→ **Text extract**
By guest blogger Robin Blume-Kohout

In 2005, Slate published twelve essays on “How to reinvent higher education”. The opening paragraphs of one, by Alison Gopnik, still burn in my mind:

I’m a cognitive scientist who is also a university professor. There is a staggering contrast between what I know about learning from the lab and the way I teach in the classroom. … I know that children, and even adults, learn about the everyday world around them in much the way that scientists learn. …Almost none of this happens in the average university classroom, including mine. In lecture classes, the teacher talks and the students write down what the teacher says. In seminars, the students write down what other students say. This is, literally, a medieval form of learning

In short, we are screwing up — and we should know better.

Scientific publishing — the primary means by which we communicate with other scientists — is in the same boat:

  1. We’re doing it badly,
  2. Our methods are medieval,
  3. We should know better.

Technically, point #2 is unfair. Scientific publishing dates from the 1660s, when Proceedings of the Royal Society emerged from Henry Oldenburg‘s voluminous scientific correspondence. If you wanted to show off your research in 1665, you wrote a letter to Henry. When he got it (a month or two later), he forwarded it to someone who could tell him whether it was any good. If the referee liked it, then (after a few more month-long postal delays), Henry read your letter out loud to the Royal Society, and it got recorded in the Proceedings.

→ **Requirement A**
In two sentences, what does the guest post on scientific publishing say?

→ **Entries provided**
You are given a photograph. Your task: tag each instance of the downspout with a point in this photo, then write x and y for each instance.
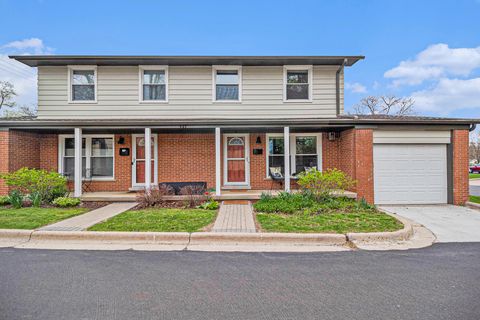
(337, 87)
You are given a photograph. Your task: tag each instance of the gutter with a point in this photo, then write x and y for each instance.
(337, 86)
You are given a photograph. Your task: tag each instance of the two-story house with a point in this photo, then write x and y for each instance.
(231, 122)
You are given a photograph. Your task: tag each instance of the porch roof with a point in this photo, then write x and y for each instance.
(342, 121)
(62, 60)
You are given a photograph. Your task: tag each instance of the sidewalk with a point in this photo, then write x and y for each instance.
(234, 218)
(84, 221)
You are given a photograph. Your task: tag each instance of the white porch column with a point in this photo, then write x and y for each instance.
(218, 180)
(148, 158)
(77, 171)
(286, 139)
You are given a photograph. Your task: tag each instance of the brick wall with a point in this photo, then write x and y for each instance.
(186, 157)
(4, 154)
(460, 140)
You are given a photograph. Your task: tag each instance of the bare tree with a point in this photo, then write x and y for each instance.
(390, 105)
(6, 94)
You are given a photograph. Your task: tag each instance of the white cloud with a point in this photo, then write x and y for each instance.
(449, 95)
(355, 87)
(23, 78)
(435, 62)
(28, 45)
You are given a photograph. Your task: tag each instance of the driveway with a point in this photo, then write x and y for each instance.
(449, 223)
(475, 187)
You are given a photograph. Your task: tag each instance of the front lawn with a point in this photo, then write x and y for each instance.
(160, 220)
(475, 199)
(296, 213)
(32, 218)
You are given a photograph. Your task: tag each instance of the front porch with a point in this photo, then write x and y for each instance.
(225, 195)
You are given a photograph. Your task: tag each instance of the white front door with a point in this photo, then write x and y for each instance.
(138, 160)
(236, 165)
(410, 173)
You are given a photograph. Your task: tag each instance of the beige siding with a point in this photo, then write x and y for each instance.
(190, 95)
(411, 136)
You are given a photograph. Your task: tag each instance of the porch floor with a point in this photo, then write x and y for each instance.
(226, 195)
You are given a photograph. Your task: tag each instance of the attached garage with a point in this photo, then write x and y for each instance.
(410, 167)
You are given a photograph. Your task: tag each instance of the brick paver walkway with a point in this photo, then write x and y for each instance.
(235, 218)
(90, 218)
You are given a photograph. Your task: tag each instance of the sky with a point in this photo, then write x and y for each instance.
(427, 50)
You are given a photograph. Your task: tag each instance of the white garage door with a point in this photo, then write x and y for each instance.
(410, 173)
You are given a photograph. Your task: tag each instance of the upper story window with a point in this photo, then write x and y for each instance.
(298, 83)
(82, 84)
(154, 83)
(227, 84)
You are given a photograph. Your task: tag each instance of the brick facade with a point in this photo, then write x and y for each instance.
(460, 141)
(191, 157)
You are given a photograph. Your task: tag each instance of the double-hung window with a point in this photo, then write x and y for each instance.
(153, 83)
(97, 156)
(82, 84)
(227, 83)
(305, 152)
(297, 83)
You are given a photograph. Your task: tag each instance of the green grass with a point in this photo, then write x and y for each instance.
(32, 218)
(160, 220)
(329, 223)
(475, 199)
(299, 213)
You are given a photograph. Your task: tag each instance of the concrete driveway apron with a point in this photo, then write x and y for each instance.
(449, 223)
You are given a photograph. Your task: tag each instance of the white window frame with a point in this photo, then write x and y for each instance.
(216, 68)
(143, 68)
(287, 68)
(293, 141)
(88, 152)
(70, 70)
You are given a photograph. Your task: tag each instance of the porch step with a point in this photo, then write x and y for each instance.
(234, 218)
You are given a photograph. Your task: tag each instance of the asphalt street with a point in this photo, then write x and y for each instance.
(439, 282)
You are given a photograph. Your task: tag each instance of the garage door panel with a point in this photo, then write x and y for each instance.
(410, 173)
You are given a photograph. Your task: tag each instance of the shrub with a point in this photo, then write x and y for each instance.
(66, 202)
(195, 195)
(209, 205)
(15, 198)
(284, 203)
(321, 185)
(155, 196)
(4, 200)
(36, 199)
(47, 185)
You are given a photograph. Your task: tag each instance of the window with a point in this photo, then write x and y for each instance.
(227, 83)
(298, 81)
(276, 154)
(153, 83)
(304, 152)
(82, 84)
(97, 156)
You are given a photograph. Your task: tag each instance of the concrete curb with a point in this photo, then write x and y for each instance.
(113, 237)
(472, 205)
(268, 238)
(15, 234)
(399, 235)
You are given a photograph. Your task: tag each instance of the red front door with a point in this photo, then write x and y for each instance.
(236, 159)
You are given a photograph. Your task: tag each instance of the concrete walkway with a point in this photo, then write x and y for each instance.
(90, 218)
(235, 218)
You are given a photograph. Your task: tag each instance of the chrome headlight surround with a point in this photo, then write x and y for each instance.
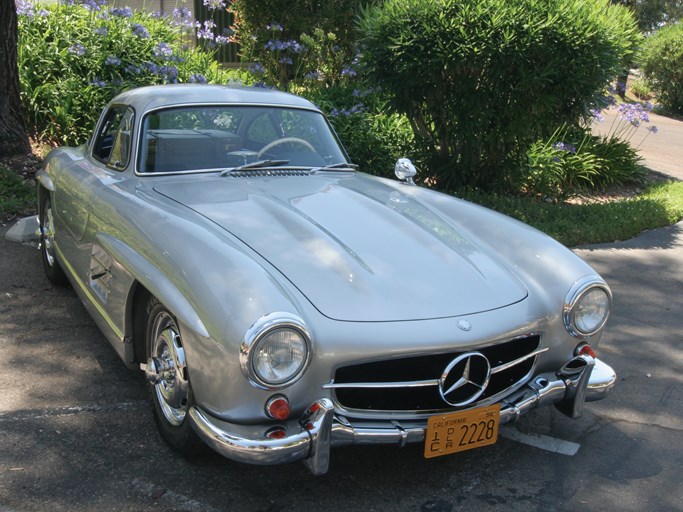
(268, 337)
(587, 307)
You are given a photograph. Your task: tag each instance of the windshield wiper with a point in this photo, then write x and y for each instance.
(339, 166)
(260, 164)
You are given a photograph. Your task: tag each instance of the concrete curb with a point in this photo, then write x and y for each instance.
(24, 230)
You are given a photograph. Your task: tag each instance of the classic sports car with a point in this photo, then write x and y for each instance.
(280, 302)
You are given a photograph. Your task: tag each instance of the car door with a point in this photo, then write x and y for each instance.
(84, 178)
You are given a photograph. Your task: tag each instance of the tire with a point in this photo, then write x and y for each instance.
(53, 270)
(171, 395)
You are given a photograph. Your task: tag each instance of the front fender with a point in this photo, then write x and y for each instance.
(154, 281)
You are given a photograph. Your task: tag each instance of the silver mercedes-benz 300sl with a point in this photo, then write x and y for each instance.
(281, 303)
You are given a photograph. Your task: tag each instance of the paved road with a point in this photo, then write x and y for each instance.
(661, 151)
(76, 433)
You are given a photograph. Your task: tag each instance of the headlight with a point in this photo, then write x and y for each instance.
(275, 351)
(587, 307)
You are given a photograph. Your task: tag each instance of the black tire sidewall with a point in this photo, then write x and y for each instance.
(54, 273)
(182, 438)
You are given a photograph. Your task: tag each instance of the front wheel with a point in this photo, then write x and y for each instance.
(167, 375)
(54, 272)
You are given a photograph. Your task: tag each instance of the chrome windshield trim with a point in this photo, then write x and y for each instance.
(382, 385)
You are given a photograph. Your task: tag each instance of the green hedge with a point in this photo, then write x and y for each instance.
(481, 80)
(662, 63)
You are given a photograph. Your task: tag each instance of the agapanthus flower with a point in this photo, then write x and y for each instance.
(348, 72)
(163, 50)
(122, 12)
(196, 78)
(25, 8)
(169, 74)
(140, 31)
(597, 115)
(205, 33)
(256, 67)
(77, 49)
(562, 146)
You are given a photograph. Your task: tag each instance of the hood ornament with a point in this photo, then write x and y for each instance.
(405, 170)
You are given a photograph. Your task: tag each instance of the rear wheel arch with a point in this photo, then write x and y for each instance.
(140, 297)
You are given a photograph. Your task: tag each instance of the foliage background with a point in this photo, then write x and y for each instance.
(481, 80)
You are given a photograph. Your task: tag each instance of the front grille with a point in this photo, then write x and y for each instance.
(411, 384)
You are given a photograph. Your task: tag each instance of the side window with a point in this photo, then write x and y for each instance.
(112, 145)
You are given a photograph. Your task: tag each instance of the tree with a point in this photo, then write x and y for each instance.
(13, 137)
(651, 14)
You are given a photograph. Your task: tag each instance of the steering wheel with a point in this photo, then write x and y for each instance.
(285, 140)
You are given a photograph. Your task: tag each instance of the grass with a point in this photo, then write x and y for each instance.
(17, 199)
(659, 205)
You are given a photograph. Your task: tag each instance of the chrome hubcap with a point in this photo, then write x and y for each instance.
(166, 369)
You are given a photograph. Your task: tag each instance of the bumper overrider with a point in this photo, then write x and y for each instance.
(582, 379)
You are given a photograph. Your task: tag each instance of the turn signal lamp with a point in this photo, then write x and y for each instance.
(277, 407)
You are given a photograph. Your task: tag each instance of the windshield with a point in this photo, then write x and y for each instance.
(222, 137)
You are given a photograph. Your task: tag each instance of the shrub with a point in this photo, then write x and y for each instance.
(481, 80)
(74, 58)
(273, 37)
(662, 64)
(374, 137)
(572, 161)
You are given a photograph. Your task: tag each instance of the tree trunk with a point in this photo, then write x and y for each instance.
(13, 138)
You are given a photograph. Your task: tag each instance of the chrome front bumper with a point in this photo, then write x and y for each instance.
(583, 379)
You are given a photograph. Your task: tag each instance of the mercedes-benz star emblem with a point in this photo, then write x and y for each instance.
(465, 379)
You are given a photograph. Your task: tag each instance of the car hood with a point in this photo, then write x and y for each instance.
(359, 248)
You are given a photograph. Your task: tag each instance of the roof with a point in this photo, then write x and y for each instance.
(155, 96)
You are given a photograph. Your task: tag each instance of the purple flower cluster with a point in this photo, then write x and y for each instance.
(164, 51)
(140, 31)
(25, 8)
(214, 5)
(182, 17)
(256, 68)
(196, 78)
(276, 45)
(94, 5)
(205, 31)
(356, 109)
(77, 49)
(121, 12)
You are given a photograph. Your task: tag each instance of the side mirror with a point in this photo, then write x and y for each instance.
(405, 170)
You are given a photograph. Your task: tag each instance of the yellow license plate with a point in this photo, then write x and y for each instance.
(463, 430)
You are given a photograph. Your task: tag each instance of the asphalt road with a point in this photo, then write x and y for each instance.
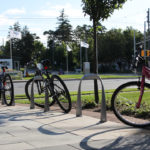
(87, 85)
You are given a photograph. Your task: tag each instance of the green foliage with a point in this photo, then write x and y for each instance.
(100, 10)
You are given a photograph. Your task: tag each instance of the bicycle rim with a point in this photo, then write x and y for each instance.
(124, 102)
(39, 93)
(8, 90)
(61, 94)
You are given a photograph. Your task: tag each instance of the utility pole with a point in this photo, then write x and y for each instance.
(148, 24)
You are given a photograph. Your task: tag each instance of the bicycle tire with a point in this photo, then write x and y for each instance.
(124, 100)
(61, 94)
(8, 90)
(39, 100)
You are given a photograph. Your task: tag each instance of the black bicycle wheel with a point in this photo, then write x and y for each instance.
(8, 90)
(124, 101)
(39, 94)
(61, 94)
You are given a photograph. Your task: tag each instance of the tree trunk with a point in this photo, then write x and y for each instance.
(95, 63)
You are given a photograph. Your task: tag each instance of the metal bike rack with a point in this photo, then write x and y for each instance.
(46, 105)
(103, 103)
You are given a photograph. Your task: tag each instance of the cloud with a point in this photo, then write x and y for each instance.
(15, 11)
(5, 20)
(54, 11)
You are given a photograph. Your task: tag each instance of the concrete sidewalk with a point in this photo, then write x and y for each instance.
(22, 128)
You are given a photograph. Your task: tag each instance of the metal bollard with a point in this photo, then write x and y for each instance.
(46, 106)
(103, 103)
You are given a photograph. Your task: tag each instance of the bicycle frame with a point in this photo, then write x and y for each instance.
(145, 74)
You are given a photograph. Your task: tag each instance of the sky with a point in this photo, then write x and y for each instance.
(41, 15)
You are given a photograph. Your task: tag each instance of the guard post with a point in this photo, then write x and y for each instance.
(103, 117)
(32, 104)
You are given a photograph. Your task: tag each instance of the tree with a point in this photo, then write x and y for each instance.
(98, 10)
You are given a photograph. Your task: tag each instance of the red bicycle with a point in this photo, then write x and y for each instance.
(131, 101)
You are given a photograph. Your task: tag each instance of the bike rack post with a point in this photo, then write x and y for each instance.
(103, 103)
(2, 102)
(46, 105)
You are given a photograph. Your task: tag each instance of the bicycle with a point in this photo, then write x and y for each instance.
(57, 89)
(131, 101)
(6, 86)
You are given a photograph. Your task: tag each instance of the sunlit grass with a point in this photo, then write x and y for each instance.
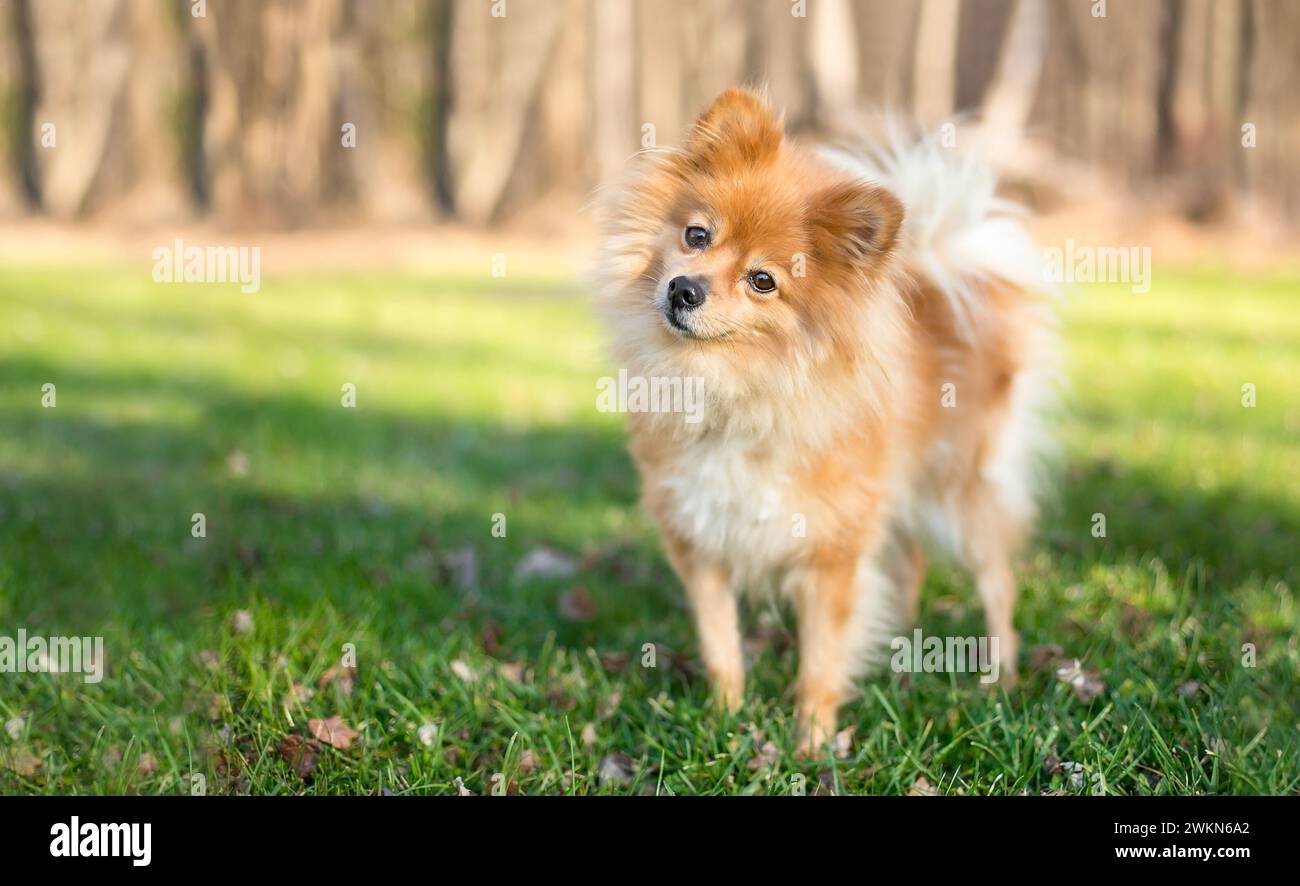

→ **Requirement B**
Can you edit the records starting at the line that has "of the bike" and continuing through the end of the records, replacing "instance" with "occurrence" and keeping everything else the same, with the pictures left out?

→ **Written response A**
Guest blogger Robin Blume-Kohout recalls a 2005 Slate essay in which cognitive scientist Alison Gopnik contrasts what she knows about learning from the lab with the medieval way university classes are taught, and argues that scientific publishing is likewise done badly with medieval methods when we should know better. The post concedes that calling publishing medieval is technically unfair, since it dates from the 1660s, when Henry Oldenburg sent letters to referees and read approved ones aloud to the Royal Society for recording in its Proceedings.

→ **Written response B**
You are given a photograph. Your task: tag each occurrence of the bike rack post with a point in this photo, then write x and y for each occurrence.
(103, 103)
(2, 102)
(46, 105)
You are given a photograph. Your task: tag each occurrence of the bicycle with a point in this photo, then write x and y for each occurrence.
(57, 89)
(131, 101)
(6, 86)
You are given a photograph. Your task: tag each occurrence of the sunlit grass with a point in this photo, then write x and y for each occurrence.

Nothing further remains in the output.